DATA ::
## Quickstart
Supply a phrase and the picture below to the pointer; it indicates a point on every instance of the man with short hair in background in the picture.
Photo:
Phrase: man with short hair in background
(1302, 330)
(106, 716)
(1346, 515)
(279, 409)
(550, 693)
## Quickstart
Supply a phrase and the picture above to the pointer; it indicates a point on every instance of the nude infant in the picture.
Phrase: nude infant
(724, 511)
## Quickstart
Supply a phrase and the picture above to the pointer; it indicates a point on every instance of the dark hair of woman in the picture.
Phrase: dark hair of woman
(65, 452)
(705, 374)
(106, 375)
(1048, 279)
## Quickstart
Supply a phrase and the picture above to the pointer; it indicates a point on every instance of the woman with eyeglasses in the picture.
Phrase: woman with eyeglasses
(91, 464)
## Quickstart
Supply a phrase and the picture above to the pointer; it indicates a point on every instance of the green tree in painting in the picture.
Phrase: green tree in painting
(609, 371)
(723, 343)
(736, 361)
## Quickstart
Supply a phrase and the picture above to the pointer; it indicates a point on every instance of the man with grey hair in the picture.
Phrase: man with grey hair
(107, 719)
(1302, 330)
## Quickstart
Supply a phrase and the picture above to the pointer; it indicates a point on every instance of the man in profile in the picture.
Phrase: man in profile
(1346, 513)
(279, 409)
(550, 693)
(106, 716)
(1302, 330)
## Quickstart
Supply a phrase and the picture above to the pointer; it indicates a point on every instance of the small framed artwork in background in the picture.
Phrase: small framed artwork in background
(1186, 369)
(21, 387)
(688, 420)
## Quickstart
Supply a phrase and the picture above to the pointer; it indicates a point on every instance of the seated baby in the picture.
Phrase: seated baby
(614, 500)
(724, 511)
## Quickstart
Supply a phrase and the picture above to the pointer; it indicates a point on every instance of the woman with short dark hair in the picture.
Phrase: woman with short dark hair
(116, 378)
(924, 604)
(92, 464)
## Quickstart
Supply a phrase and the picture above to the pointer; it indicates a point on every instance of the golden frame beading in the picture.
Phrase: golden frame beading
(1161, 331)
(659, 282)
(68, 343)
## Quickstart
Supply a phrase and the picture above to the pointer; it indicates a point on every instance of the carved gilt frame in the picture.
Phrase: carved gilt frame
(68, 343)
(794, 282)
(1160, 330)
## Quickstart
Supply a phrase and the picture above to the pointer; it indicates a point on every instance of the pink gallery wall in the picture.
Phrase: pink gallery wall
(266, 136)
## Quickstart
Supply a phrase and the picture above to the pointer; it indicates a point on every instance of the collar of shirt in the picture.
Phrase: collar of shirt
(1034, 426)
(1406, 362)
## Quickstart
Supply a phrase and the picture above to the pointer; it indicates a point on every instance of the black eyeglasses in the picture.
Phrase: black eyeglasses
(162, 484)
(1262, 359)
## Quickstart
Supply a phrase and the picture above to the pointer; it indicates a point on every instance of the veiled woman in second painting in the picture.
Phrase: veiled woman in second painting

TASK REQUIREMENTS ::
Out of the entries, report each line that contains the word "second".

RESPONSE BOX ::
Supply a phrase and the picture above to the pointer; it indicates a point on every instance of the veiled woman in second painting in the picture.
Phrase: veiled woman in second painting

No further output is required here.